[Data entries]
________________________

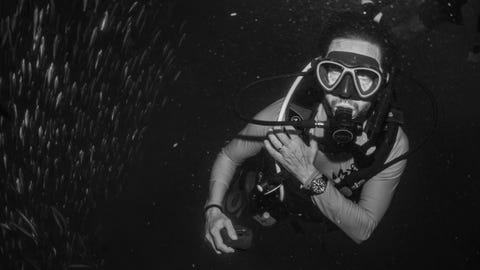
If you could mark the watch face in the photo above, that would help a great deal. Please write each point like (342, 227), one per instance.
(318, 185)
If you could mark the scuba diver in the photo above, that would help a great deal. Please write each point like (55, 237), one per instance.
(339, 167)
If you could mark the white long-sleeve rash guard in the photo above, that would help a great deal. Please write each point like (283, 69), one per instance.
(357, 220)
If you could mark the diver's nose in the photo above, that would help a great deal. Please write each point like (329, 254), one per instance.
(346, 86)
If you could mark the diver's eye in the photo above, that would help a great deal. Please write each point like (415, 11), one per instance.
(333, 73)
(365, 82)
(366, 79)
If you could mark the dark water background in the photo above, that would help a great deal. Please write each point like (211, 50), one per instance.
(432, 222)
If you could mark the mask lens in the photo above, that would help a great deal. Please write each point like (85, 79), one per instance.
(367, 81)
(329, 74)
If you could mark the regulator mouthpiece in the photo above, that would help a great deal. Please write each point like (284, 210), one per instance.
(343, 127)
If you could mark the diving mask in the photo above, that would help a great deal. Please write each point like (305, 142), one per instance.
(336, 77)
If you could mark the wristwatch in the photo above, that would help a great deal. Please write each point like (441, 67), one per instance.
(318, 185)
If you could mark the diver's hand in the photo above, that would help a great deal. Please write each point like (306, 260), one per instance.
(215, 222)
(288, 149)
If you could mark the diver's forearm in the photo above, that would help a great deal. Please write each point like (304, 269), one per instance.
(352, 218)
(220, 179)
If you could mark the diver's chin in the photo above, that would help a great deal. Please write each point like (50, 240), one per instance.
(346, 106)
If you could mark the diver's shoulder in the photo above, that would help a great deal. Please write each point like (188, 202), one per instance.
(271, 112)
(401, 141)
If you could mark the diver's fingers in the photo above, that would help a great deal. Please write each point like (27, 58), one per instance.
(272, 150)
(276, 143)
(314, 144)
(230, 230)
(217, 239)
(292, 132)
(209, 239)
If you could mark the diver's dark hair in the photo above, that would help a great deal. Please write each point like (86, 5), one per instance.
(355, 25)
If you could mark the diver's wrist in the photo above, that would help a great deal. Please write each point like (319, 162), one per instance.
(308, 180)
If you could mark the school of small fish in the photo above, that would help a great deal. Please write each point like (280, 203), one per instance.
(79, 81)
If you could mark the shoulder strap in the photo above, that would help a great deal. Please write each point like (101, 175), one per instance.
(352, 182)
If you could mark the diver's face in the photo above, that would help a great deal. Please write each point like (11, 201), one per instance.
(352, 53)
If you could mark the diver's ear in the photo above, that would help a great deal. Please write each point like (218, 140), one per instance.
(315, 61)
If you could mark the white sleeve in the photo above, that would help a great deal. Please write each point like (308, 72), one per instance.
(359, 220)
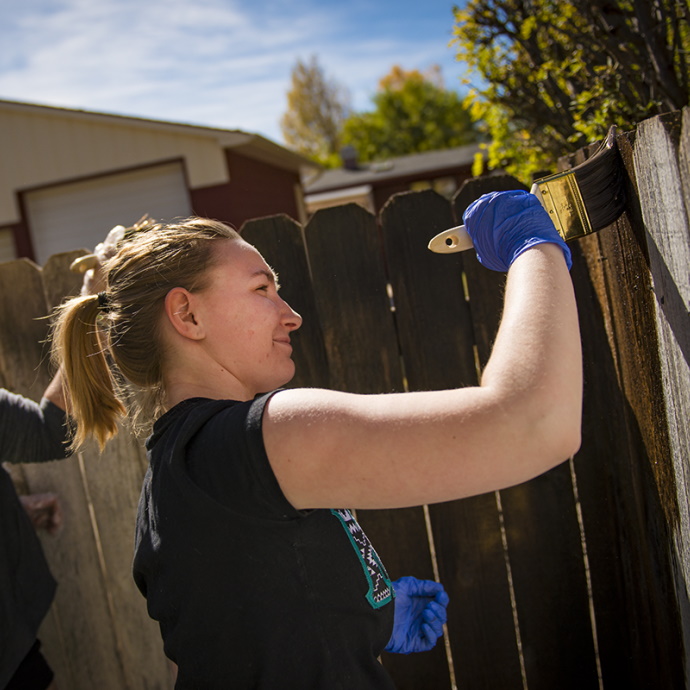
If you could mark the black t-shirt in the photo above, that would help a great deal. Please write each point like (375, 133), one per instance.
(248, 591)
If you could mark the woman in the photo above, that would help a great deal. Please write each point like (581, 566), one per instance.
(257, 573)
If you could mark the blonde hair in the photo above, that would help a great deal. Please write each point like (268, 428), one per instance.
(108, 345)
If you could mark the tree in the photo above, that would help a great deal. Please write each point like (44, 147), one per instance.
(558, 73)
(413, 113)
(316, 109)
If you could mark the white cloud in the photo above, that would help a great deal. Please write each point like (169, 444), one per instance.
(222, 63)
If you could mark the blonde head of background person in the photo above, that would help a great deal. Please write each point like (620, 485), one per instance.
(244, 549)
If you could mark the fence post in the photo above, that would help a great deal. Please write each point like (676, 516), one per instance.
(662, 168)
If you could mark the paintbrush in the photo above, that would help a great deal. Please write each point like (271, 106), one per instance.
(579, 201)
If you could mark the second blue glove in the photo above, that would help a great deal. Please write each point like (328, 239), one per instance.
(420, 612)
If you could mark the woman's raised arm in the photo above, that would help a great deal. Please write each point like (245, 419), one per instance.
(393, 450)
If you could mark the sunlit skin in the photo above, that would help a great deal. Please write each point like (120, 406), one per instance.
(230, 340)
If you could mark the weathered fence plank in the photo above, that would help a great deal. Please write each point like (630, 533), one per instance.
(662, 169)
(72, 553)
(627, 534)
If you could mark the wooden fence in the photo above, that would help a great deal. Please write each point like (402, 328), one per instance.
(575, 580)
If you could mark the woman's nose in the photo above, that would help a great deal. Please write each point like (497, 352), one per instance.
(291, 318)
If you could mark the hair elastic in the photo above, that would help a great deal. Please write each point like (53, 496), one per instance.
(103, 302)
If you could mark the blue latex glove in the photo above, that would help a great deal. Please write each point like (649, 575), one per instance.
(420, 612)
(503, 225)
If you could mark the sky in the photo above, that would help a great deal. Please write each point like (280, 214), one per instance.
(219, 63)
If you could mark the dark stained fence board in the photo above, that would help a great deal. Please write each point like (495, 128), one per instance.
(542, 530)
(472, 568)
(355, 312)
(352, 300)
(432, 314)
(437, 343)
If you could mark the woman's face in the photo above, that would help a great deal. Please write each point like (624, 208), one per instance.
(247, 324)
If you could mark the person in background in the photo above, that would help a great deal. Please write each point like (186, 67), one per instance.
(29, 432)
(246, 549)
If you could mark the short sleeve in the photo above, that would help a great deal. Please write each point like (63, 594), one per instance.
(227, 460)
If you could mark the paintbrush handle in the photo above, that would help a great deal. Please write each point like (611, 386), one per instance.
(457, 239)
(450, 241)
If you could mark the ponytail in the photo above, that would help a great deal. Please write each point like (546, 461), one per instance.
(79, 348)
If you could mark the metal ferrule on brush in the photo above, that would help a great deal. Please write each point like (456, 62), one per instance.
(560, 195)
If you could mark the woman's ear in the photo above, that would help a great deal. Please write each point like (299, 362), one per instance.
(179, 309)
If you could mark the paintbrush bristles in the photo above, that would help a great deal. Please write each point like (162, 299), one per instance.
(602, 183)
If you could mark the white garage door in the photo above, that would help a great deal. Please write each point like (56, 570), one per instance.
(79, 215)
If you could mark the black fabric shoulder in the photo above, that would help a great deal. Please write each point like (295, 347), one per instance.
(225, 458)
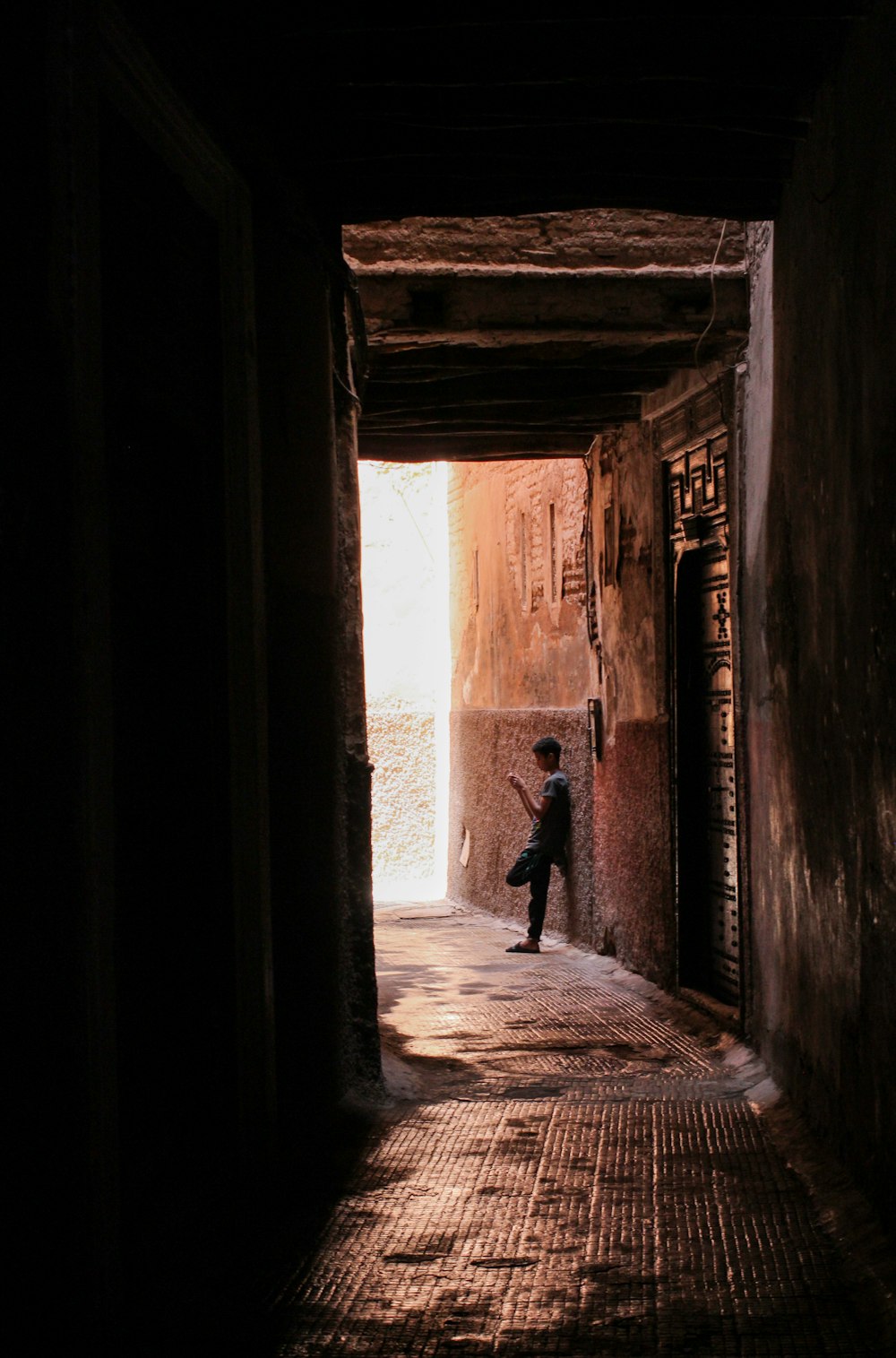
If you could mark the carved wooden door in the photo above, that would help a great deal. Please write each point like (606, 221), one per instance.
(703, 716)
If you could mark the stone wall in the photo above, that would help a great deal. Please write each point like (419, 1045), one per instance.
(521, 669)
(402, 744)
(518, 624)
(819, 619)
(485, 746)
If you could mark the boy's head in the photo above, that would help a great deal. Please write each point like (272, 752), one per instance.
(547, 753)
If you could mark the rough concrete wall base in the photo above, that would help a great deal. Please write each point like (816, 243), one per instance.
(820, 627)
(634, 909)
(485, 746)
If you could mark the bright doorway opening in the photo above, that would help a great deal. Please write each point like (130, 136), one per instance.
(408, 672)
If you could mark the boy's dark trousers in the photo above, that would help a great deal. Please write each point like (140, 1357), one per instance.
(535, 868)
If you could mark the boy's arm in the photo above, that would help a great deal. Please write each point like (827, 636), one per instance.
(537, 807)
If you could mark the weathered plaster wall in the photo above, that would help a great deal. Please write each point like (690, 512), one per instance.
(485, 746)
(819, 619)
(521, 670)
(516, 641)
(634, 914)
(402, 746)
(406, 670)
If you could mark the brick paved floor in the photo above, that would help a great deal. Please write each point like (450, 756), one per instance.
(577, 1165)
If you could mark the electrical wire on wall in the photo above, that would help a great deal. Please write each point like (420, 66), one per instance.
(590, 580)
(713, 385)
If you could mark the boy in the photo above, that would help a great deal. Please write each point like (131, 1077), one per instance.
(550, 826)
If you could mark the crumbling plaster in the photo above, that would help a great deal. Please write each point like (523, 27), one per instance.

________________________

# ASSIGNMENT:
Start at the top line above and repeat the records verbatim, leaving images out.

# RESPONSE BELOW:
If you could mark the watch face in the photo above, that would help a great deal. Please write each point like (342, 227), one per instance.
(318, 185)
If you could mark the scuba diver in the photo above, that would help a great deal. Please write each point like (55, 237), one per instance.
(339, 167)
If you could mark the white long-sleeve rash guard in the photo above, that would help a great deal. Please write each point like (283, 69), one per instance.
(357, 220)
If you could mark the diver's nose in the photo above, that would help a great deal. Please write each point like (329, 254), one per instance.
(346, 86)
If you could mark the diver's eye in the photo above, that would help a great deal. Please write each point like (415, 11), one per instance.
(333, 73)
(365, 82)
(366, 79)
If you could mark the dark water background in the photo above, that would help a great deal. Please write each point like (211, 50), one per instance.
(432, 222)
If you could mark the mask lens in the photo above, that would help a great deal. Please write each point like (85, 79), one per instance.
(367, 81)
(329, 74)
If you could mark the regulator mouthpiece in the photo above, that would help a great deal. Please write each point like (284, 210), one per instance.
(343, 127)
If you could mark the diving mask in the photo above, that would help a great deal. Please write each point like (305, 142), one per instance.
(336, 77)
If you could mark the wristwatch in the photo above, that would help a great deal. Please write each point like (441, 67), one per instance.
(318, 185)
If you could mark the diver's hand in the photo above, that would help a great deal. Please write each point like (306, 260), one per instance.
(215, 222)
(288, 149)
If you could mark the diver's forearm in the photo above, that would help a great deal. Please write each point like (304, 269), one per instance.
(352, 218)
(220, 179)
If you could mark the diver's chin in the photo above, that would help a great deal. Please write each point like (50, 240), one per instance.
(346, 106)
If you could mark the diver's shoulder in the photo above, that would help a great deal. Please write each point like (188, 202), one per instance.
(271, 112)
(401, 141)
If you could mark the diver's fingers in the photo above, that would help a great deal. Please write each point like (27, 58), one per instance.
(272, 150)
(276, 143)
(314, 144)
(230, 230)
(217, 239)
(292, 132)
(209, 239)
If you could mark the diver's dark hair in the photo above, that would help a great deal. Please write each point like (86, 5), one per instance.
(355, 25)
If you could mark the diver's wrist in the photo above, that would help a great deal. Please write each point like (319, 162), one per instance.
(308, 180)
If you could mark the school of small fish in the photo above, that would help a great deal. Please write each point like (280, 203), one per instance.
(79, 81)
If you could mark the shoulder strap in the photo above, that would help a great deal. Please write each point like (101, 175), one per instance.
(352, 182)
If you could mark the diver's face in the photo above, that would help a great deal. Please write each point like (11, 201), one per instance.
(352, 53)
If you could mark the diver's ear in the photo above, that would help a great deal. Please write each point like (218, 140), one per instance.
(315, 61)
If you could mark the white sleeve in the photo above, that would help a great deal. Please write each point like (308, 72), one per instance.
(359, 220)
If you could mark the black t-shirt in the photo above, that would help a great deal. Please write each point like (375, 133), one per instance.
(248, 591)
If you could mark the woman in the photo above, that would help a great deal. Please write each point like (581, 566), one per instance.
(257, 573)
If you could mark the blonde hair in the photo above, that would help a great deal. Please write each point like (268, 428), one per instance.
(108, 345)
If you could mark the tree in the photo above, that would help a great deal. Please write each point like (44, 147), one per instance.
(558, 73)
(413, 113)
(316, 109)
If you could mark the white cloud in the photo above, that would help a great deal. Please write each point like (169, 444), one per instance.
(222, 63)
If you could mark the blonde head of background person in the photo above, that would help a great deal. Please write each point like (620, 485), one per instance.
(244, 549)
If you could mark the fence post in the photo above, that would help a great deal. Please write each point like (676, 516), one per instance.
(662, 168)
If you could mark the paintbrush in the photo above, that would help a great deal. Please write each point like (271, 106), one per instance.
(579, 201)
If you could mark the second blue glove in the photo above, that would help a great deal. Please write each point like (328, 239), one per instance.
(420, 612)
If you could mark the woman's raised arm in the photo above, that would help a great deal. Please write each point like (245, 419), one per instance.
(393, 450)
If you could mark the sunlit skin in the photo above, that would help a great deal. Please write each point like (120, 406), one per instance.
(230, 340)
If you could mark the weathered fence plank in the photo above, that would help a great deal. Please write each point like (630, 533), one per instance.
(662, 169)
(72, 553)
(627, 534)
If you could mark the wooden fence in the photo above, that would help a great deal. Please write each point like (402, 328), one per instance.
(575, 580)
If you could mark the woman's nose in the photo above, that would help a great deal. Please write each point like (497, 352), one per instance.
(291, 318)
If you could mark the hair elastic in the photo above, that would help a great deal. Please write each point like (53, 496), one per instance.
(103, 302)
If you could mark the blue latex glove in the photo above, that would help a great deal. Please write each point like (649, 575), one per instance.
(420, 612)
(503, 225)
If you could mark the sky in the photo above, that would help a great deal. Please write each point like (280, 214), one per instance.
(219, 63)
If you could mark the dark stained fence board in the photo above, that would help a great deal. Please write each point like (495, 128), one per instance.
(542, 530)
(472, 568)
(355, 312)
(352, 300)
(432, 314)
(437, 343)
If you could mark the woman's face in the photo above, that would help a great deal. Please write each point like (624, 208), one per instance.
(247, 324)
If you could mark the person in background in the photo above, that would help a great deal. Please write each point like (186, 67), one per instance.
(29, 432)
(246, 549)
If you could mark the short sleeve in the photo above, that would help a great deal. Please write each point like (63, 594), one per instance.
(227, 460)
If you could mark the paintbrush handle in the photo above, that would help a great deal. Please write each point like (611, 386), one per instance.
(457, 239)
(450, 241)
If you could mark the ponytail in the photo above, that would help a great deal. Please write each point like (546, 461), one per instance.
(79, 348)
If you could mark the metal ferrule on brush in the photo above, that would help a great deal. Please write each point like (456, 62), one per instance.
(560, 195)
If you could mark the woman's ear in the photo above, that would help a great deal. Please write each point like (299, 362), one per instance.
(179, 309)
If you could mark the paintbrush bristles in the photo above, that would help a great deal. Please write each point like (162, 299), one per instance.
(602, 183)
If you could mark the white garage door in the photo above, that would help a great deal. Please write each point like (56, 570), one per instance.
(79, 215)
If you could mark the black fabric shoulder in the photo above, that would help a great deal. Please write each point like (295, 347), one per instance.
(225, 458)
If you could mark the carved wooden door in the photo above, that would help a great deal. Please write each point like (606, 221), one per instance.
(703, 716)
If you could mark the stone wall in the photo above, that would help a great deal. Please write each point like (419, 1045), one per instance.
(521, 669)
(402, 744)
(518, 624)
(819, 619)
(485, 746)
If you could mark the boy's head in the photo above, that would help a great deal. Please write each point like (272, 752), one per instance.
(547, 753)
If you could mark the rough concrete wall base in the photo above, that would help a great deal. Please write each point like (816, 243), one per instance.
(820, 627)
(634, 909)
(485, 746)
If you could mark the bright doorway opening in the photo above, that would help a great deal. Please write each point like (130, 136), one per instance.
(408, 672)
If you could mark the boy's dark trousers in the photo above, that would help a great deal. Please write each point like (140, 1357), one per instance.
(535, 868)
If you could mark the boy's arm in the photo above, that would help a great deal. Please write each point like (827, 636), one per instance.
(537, 807)
If you could mark the weathered plaster wall in the photo above, that would help a great deal. Please write each point like (690, 512), one per instance.
(485, 746)
(819, 619)
(521, 670)
(516, 641)
(634, 914)
(402, 746)
(406, 670)
If you could mark the brick paved floor in the photo above, that would help a great deal. Please write each point like (450, 756), one per instance.
(577, 1165)
If you could mark the electrical wire on wall in the photo above, that would help a great deal. Please write each point like (420, 66), one per instance.
(590, 580)
(713, 385)
If you could mark the boy in the photo above, that would help a great deal. Please write each point like (131, 1077), one per instance.
(550, 826)
If you could mark the crumbling plaster in the photo above, that would help a great deal. Please write each point like (523, 27), one per instance.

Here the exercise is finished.